*Goal:*
Every line of the material below must be repeated exactly.

Start Task material

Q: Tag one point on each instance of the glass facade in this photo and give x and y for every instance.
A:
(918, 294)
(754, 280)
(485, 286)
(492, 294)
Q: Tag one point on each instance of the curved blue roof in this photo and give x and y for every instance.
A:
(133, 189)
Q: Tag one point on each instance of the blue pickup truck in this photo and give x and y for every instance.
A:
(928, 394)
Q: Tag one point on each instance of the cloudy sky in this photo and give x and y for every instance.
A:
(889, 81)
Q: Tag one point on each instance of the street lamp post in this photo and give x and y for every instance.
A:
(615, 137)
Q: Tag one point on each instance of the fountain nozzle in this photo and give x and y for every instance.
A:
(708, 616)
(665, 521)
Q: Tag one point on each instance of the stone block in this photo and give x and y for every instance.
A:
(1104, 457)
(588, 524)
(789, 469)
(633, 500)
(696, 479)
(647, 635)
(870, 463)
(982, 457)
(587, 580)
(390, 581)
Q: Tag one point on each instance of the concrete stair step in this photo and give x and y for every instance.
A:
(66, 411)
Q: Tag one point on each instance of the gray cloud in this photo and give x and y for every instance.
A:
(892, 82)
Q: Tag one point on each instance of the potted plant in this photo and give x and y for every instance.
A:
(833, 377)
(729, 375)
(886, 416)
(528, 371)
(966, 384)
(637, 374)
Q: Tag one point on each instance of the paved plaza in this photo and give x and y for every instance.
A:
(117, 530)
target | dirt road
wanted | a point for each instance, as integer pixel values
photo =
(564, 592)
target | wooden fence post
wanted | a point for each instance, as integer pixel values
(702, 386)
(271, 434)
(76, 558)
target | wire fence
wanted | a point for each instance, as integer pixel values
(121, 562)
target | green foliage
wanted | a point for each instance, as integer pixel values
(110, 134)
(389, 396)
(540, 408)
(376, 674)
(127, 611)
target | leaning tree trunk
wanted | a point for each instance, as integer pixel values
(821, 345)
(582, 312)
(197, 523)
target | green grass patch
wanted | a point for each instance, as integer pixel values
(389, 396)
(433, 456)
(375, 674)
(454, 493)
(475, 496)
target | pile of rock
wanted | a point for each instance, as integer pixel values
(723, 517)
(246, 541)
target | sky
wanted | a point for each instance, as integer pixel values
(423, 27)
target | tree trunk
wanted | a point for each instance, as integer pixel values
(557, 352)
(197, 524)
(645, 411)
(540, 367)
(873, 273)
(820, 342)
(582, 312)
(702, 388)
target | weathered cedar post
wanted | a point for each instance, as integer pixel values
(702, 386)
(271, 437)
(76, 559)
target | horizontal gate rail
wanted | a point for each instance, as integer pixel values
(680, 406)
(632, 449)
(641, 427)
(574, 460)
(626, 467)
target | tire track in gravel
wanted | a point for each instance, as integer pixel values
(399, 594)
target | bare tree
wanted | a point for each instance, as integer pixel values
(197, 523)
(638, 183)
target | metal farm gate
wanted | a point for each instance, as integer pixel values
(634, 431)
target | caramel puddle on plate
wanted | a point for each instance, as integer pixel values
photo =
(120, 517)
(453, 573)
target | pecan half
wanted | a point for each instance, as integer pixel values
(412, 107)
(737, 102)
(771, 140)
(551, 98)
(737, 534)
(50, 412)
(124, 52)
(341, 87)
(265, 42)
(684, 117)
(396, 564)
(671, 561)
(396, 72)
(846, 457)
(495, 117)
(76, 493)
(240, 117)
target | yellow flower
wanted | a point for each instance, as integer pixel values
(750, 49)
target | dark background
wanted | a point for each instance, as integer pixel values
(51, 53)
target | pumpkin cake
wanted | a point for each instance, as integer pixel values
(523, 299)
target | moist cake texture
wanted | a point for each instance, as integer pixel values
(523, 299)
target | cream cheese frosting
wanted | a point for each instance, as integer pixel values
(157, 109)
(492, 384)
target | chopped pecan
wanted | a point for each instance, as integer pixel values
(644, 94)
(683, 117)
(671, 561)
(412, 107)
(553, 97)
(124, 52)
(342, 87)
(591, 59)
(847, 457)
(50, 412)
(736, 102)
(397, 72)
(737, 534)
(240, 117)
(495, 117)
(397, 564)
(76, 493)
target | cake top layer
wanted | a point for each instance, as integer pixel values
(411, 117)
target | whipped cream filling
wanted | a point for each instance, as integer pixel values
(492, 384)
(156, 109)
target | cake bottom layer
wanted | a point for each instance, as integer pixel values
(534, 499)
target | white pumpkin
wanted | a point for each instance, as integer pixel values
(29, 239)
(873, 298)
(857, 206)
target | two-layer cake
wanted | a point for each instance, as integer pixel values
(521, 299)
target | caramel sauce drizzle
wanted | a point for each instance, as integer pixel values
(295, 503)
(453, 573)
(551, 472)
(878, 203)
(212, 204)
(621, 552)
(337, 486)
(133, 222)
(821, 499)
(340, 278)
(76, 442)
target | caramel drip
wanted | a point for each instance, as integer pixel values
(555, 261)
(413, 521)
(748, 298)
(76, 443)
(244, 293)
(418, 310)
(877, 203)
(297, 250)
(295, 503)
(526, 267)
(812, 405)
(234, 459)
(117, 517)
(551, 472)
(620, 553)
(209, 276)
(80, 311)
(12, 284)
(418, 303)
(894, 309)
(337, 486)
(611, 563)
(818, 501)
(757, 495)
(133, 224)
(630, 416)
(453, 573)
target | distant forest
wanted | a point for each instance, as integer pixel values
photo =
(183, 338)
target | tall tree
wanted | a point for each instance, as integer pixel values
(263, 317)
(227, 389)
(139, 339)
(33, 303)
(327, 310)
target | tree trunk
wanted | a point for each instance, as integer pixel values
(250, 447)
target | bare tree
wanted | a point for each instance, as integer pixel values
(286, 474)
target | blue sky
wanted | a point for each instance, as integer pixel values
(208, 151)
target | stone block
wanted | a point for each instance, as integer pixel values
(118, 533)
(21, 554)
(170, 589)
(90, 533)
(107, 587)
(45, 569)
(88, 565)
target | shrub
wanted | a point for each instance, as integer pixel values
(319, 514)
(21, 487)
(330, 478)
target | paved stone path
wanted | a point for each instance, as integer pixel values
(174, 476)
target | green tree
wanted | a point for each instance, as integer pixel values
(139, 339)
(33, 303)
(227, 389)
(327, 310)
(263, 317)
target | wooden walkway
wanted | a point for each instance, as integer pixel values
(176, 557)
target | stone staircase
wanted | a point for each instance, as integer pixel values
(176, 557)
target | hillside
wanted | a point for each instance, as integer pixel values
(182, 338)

End Task material

*Full solution:*
Q: Tag one point on each instance of the glass facade in this photo and give x and y for every instance.
A:
(918, 294)
(754, 280)
(485, 286)
(492, 294)
Q: Tag one point on each instance of the curved blue roof in this photo and give x and y for every instance.
A:
(133, 189)
Q: Tag one point on each instance of the blue pickup truck in this photo and give x and y for every instance.
A:
(928, 394)
Q: Tag one point on each instance of the cloudy sky in this photo and give x and y for every instance.
A:
(889, 81)
Q: Tag one point on each instance of the street lamp post in this photo and give x and y for every instance.
A:
(615, 137)
Q: Tag one point on each instance of the fountain nozzle in this photo and give x and y for every instance.
A:
(708, 616)
(665, 521)
Q: Tag one point on each instance of the stone block in this photo and give x and y for every instance.
A:
(1104, 457)
(588, 524)
(789, 469)
(633, 500)
(696, 479)
(647, 635)
(870, 463)
(982, 457)
(587, 580)
(390, 581)
Q: Tag one point on each instance of the concrete stair step in this photo and give x and y for every instance.
A:
(66, 411)
Q: Tag one point on each instance of the gray cloud in this photo and give x and y for every instance.
A:
(892, 82)
Q: Tag one point on each instance of the potted plant in this photo and give x and y for every instance.
A:
(833, 377)
(729, 375)
(886, 416)
(528, 371)
(966, 384)
(637, 374)
Q: Tag one point on each instance of the paved plaza in this photo and give x and y for every instance.
A:
(117, 530)
target | dirt road
wanted | a point for each instance, as integer pixel values
photo =
(564, 592)
target | wooden fence post
wanted | a point for each instance, as integer pixel values
(702, 386)
(271, 434)
(76, 558)
target | wire fence
wanted | a point for each instance, as integer pixel values
(121, 562)
target | green foliage
wanted | a point for each instance, as integer pixel values
(110, 134)
(389, 396)
(540, 408)
(376, 674)
(127, 611)
target | leaning tree trunk
wanted | a point for each instance, as integer pixel values
(821, 345)
(582, 312)
(197, 523)
target | green grass patch
wanted | a point for each instance, as integer pixel values
(389, 396)
(433, 456)
(375, 674)
(454, 493)
(475, 496)
target | pile of rock
wanted | a point for each instance, as integer pixel values
(723, 517)
(246, 541)
target | sky
wanted | a point for each instance, as integer pixel values
(423, 27)
target | tree trunk
wanted | a point for each instance, as integer pixel values
(557, 352)
(197, 524)
(645, 411)
(540, 367)
(873, 273)
(820, 342)
(582, 312)
(702, 388)
target | weathered cedar post
wanted | a point for each instance, as integer pixel values
(702, 386)
(271, 437)
(76, 559)
target | horizontal gate rail
wanted | a point for each instance, as integer pixel values
(680, 406)
(632, 449)
(641, 427)
(574, 460)
(626, 467)
target | tire track in gravel
wanted | a point for each instance, as integer pixel values
(399, 594)
target | bare tree
wanted | a point for each instance, as integer pixel values
(197, 523)
(638, 183)
target | metal farm gate
wanted | a point for each instance, as integer pixel values
(634, 431)
target | caramel puddle on plate
wanted | a point for each instance, as integer pixel values
photo =
(120, 517)
(453, 573)
target | pecan half
wanted | a point for each instance, as integer pixel values
(412, 107)
(737, 102)
(771, 140)
(551, 98)
(737, 534)
(50, 412)
(124, 52)
(341, 87)
(265, 42)
(684, 117)
(396, 564)
(671, 561)
(396, 72)
(846, 457)
(495, 117)
(76, 493)
(240, 117)
target | yellow flower
wanted | a point for each instance, as integer pixel values
(750, 49)
target | dark background
wanted | a point for each instance, as integer pixel values
(51, 53)
target | pumpkin cake
wanted | a point for each instance, as integer pixel values
(523, 299)
target | moist cake texture
wanted | a point for each instance, as integer pixel values
(523, 299)
target | cream cheese frosting
wanted | a point for each instance, as integer pixel values
(157, 109)
(492, 384)
target | chopped pecan
wanted | a point for each instance, as integer pixel values
(644, 94)
(683, 117)
(671, 561)
(412, 107)
(553, 97)
(124, 52)
(342, 87)
(591, 59)
(847, 457)
(50, 412)
(736, 102)
(397, 72)
(737, 534)
(240, 117)
(495, 117)
(397, 564)
(76, 493)
target | cake top layer
wanted | a point for each instance, as integer pixel values
(411, 117)
target | whipped cream filling
wanted | a point for each instance, as integer pixel values
(492, 384)
(156, 109)
target | cake bottom layer
wanted | a point for each instance, as integer pixel values
(534, 499)
target | white pumpkin
wanted | a point for each instance, as integer pixel values
(29, 239)
(873, 298)
(857, 206)
target | two-layer cake
wanted | a point for each instance, as integer pixel values
(521, 299)
target | caramel sauce drizzle
wanted | a point for each instance, as integer pixel values
(295, 503)
(453, 573)
(551, 472)
(878, 203)
(212, 204)
(621, 552)
(337, 486)
(133, 222)
(821, 499)
(340, 278)
(76, 442)
target | caramel drip
wanted | a point for each instance, as integer pixel values
(555, 261)
(413, 521)
(748, 298)
(76, 443)
(244, 293)
(418, 310)
(877, 203)
(297, 250)
(295, 503)
(526, 267)
(812, 405)
(234, 459)
(117, 517)
(551, 472)
(620, 553)
(209, 276)
(80, 311)
(12, 284)
(418, 303)
(894, 309)
(337, 486)
(611, 563)
(818, 501)
(757, 495)
(133, 224)
(630, 416)
(453, 573)
target | distant forest
wanted | a point for each instance, as integer pixel values
photo =
(183, 338)
target | tall tree
wanted | a point for each instance, as integer pixel values
(263, 317)
(227, 389)
(139, 339)
(33, 303)
(327, 310)
target | tree trunk
wanted | a point for each instance, as integer pixel values
(250, 447)
target | bare tree
wanted | a point for each instance, as integer pixel values
(286, 474)
target | blue sky
wanted | a point for each instance, as integer pixel values
(208, 151)
target | stone block
wanted | a point for each instance, as integer pixel values
(118, 533)
(21, 554)
(170, 589)
(90, 533)
(107, 587)
(45, 569)
(88, 565)
target | shrub
wanted | a point for each instance, as integer pixel values
(319, 514)
(21, 487)
(330, 478)
target | paved stone path
wanted | a point for each instance, as integer pixel values
(174, 476)
target | green tree
wanted | a point for each instance, as integer pixel values
(139, 339)
(33, 303)
(227, 389)
(327, 310)
(263, 317)
target | wooden walkway
wanted | a point for each instance, as integer pixel values
(176, 557)
target | stone staircase
wanted | a point for each instance, as integer pixel values
(176, 557)
target | hillside
wanted | a point for each instance, as integer pixel values
(182, 338)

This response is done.